Supplied passage: Begin

Research Project on Romantic Anthropology
Today, the word "anthropology" means either the philosophical consideration of mankind and its special position in nature or the ethnological study of early cultures. These two definitions are only partly compatible with the way that this term was used during the Enlightenment and the Romantic period.
It is no coincidence that anthropology has its roots in the Renaissance - it is a discipline which is firmly grounded in the modern era, no longer drawing on metaphysics but instead looking to the here and now of human existence, combining philosophical ambitions with physiological and psychological questions. Thus, from its beginnings on, anthropology looked at issues which today would be considered medical, psychological, or philosophical as well as anthropological in the modern sense.
This interest in the "whole man" allowed anthropology to become a fundamental discipline in the late Enlightenment, a period which dedicated itself to the empirical study of man. Deductive reasoning, based on the universally applicable truths of reason (for example Christian Wolff's rationalistic philosophy which was so central to the early Enlightenment in Germany), was replaced by inductive thinking in which the relationship between "body" and "soul" was examined through self observation and the collection of case studies.

Supplied passage: End

Things to do —
A. Rewrite the passage on Romantic anthropology from "Research Project on" up to and including "the modern sense.", putting "early modern period" in place of "modern era".
B. Extend the passage on Romantic anthropology with new text that follows on from its last sentence.

Data for analysis: Begin

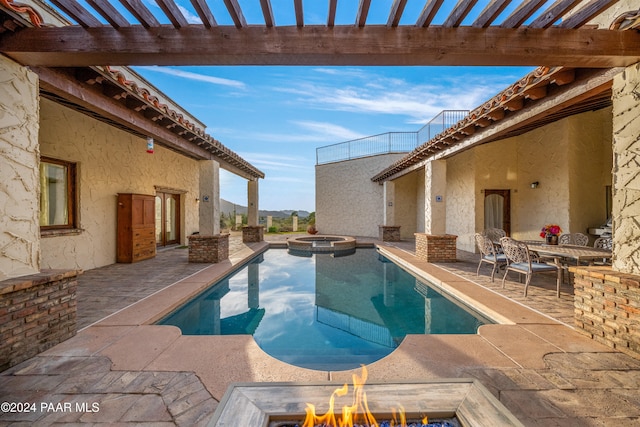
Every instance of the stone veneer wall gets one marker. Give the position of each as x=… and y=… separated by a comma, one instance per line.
x=389, y=233
x=607, y=307
x=36, y=313
x=436, y=247
x=626, y=172
x=19, y=207
x=208, y=249
x=252, y=233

Data for analysis: End

Answers by item —
A.
Research Project on Romantic Anthropology
Today, the word "anthropology" means either the philosophical consideration of mankind and its special position in nature or the ethnological study of early cultures. These two definitions are only partly compatible with the way that this term was used during the Enlightenment and the Romantic period.
It is no coincidence that anthropology has its roots in the Renaissance - it is a discipline which is firmly grounded in the early modern period, no longer drawing on metaphysics but instead looking to the here and now of human existence, combining philosophical ambitions with physiological and psychological questions. Thus, from its beginnings on, anthropology looked at issues which today would be considered medical, psychological, or philosophical as well as anthropological in the modern sense.

B.
Thus, the last third of the 18th century saw the publication of numerous anthropological monographs – the first and most famous being Ernst Platner's Anthropologie für Ärzte und Weltweise (1772) – and periodicals – for example the Magazin zur Erfahrungsseelenkunde (1783-93, pub. Karl Phillip Moritz). Even the novelists of the period were interested in the study of the "whole man", and considered their literary work as a part of the anthropological project; Karl Phillip Moritz's Anton Reiser, Wieland's Agathon, Goethe's Werther and Schiller's Räuber can all be included here.